(Items drawn from a data source)
— START —

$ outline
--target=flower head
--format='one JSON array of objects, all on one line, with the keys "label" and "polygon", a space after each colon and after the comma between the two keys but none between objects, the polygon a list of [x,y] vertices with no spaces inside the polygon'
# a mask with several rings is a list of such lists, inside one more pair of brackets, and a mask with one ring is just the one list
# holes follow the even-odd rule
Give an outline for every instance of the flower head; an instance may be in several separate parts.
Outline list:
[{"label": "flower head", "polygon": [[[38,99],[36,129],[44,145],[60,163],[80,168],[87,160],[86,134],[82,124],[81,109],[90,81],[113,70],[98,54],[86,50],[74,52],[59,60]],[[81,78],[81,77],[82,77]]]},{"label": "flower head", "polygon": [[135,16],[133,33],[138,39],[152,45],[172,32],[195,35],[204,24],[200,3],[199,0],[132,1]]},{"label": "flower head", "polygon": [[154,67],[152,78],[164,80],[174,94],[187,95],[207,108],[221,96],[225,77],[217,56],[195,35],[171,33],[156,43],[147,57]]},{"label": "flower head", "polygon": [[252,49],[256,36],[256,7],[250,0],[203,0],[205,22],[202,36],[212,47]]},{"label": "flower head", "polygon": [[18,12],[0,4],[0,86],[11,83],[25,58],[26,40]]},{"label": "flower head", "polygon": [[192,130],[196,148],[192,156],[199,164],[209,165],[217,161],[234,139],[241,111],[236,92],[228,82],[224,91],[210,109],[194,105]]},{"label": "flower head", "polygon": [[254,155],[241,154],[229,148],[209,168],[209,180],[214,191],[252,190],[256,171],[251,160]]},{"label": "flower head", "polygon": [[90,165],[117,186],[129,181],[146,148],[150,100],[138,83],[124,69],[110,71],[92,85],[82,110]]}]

— END —

* **Task description**
Reproduce verbatim the portion of the rows that opens with the first line and closes with the line containing "--format='one JSON array", including both of those lines.

* **Answer**
$ outline
--target=flower head
--format='one JSON array of objects, all on one line, with the keys "label" and "polygon", a space after each colon and after the comma between the two keys but none between objects, the polygon a list of [x,y] vertices with no spaces inside the polygon'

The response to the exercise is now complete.